What This Senior Developer Learned From His First Big Rust Project

Building a Rust IoT MVP over the Holidays

January 8, 2024[ history ]

Here is a bit of background on me

according to my company's org chart on Workday, my current title is "Senior Consultant"
I've been writing code full-time in various capacities for over a decade and I've been professionally developing software for about five years
in graduate school, I did data analysis and visualization almost entirely in C++
for the last four years, my primary development language has been Scala

This blend of "close-to-the-metal" development in C++ and FP-style development in Scala has led me to Rust, which I see as a pretty usable middle ground between the two. So over the past year I've been learning Rust by building small projects and leading weekly book clubs.

Over the holidays, I decided to take this a step further and build my first "big" Rust project. Here's how that went down...

TL;DR: if you're only interested in the technical discussion, and not so much the project background, skip to the section on implementation. If you just want my conclusions, skip to the end.

The Project

https://github.com/awwsmm/rust-mvp

The idea I had was to build a small Internet of Things (IoT) system. The explicit goals of the project were

to build some services which used very few resources, capable of running in environments where the size of the Java Runtime Environment (JRE) would make Scala or Java development impossible
the services should run on separate nodes and somehow discover each other on the network, without the need for hard-coded IPs
the services should be able to send messages to (and receive messages from) one another
there should be some simulated data in the system, which can be visualized (or, at least, exported to a spreadsheet for visualization)

In addition, I work for a consulting company, and the client we are engaged with was OOO over Christmas. So another goal of this project was to have all of this completed, from scratch, in just five working days.

I managed to recruit two other developers* who helped build some of the foundations of the project in those first five days; in the two weeks since, I've built out the rest of the project by myself. In general, I consider the effort a success, but am hoping that whoever reads this might be able to leave some valuable feedback which could improve future efforts of this kind.

* Huge shout-out to boniface and davidleacock!

Planning

The other two developers and I spent the week before Christmas planning and discussing the project, but not coding. We were hoping that "team of three developers builds a Rust IoT MVP in just five days" would be an effective sales tool for ourselves and our company. It was very ambitious, and the work soon spilled over into about four person-weeks total (which is still not bad, if you ask me).

I prepped by writing some sketches, as I called them. These were little projects that (I'd hoped) would become the building blocks of our MVP. These sketches included

I also created a custom Rust-based container image for the CD project, which includes the necessary libraries for the CI project, like rustfmt for formatting, clippy for linting, and grcov for code coverage reporting.

While I originally thought of containerizing these applications, running them in Kubernetes (K8s), and letting K8s do the service discovery, I realized that that approach wouldn't square with "real life", where the services would somehow have to discover each other on a LAN. mDNS seemed the best choice to emulate real-life service discovery on a network.

Finally, we had to plan the domain itself. We came up with something quite similar to this example from Bridgera

Diagram of the flow of data through IoT devices, from a sensor, to a control center, to an actuator.

a Sensor collects data from the Environment, and somehow communicates that data to...
a Controller, which assesses that data and (optionally) sends a Command to...
an Actuator, which has some effect on...

----------------

◆ EXERCISE
List every library the Rust IoT post names as included in its custom container image, with the purpose it gives for each.

◆ SUPPLIED INFORMATION
----------------

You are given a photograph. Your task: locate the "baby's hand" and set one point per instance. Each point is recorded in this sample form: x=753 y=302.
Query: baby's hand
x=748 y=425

----------------

◆ CORRECT RESULT
- rustfmt: formatting
- clippy: linting
- grcov: code coverage reporting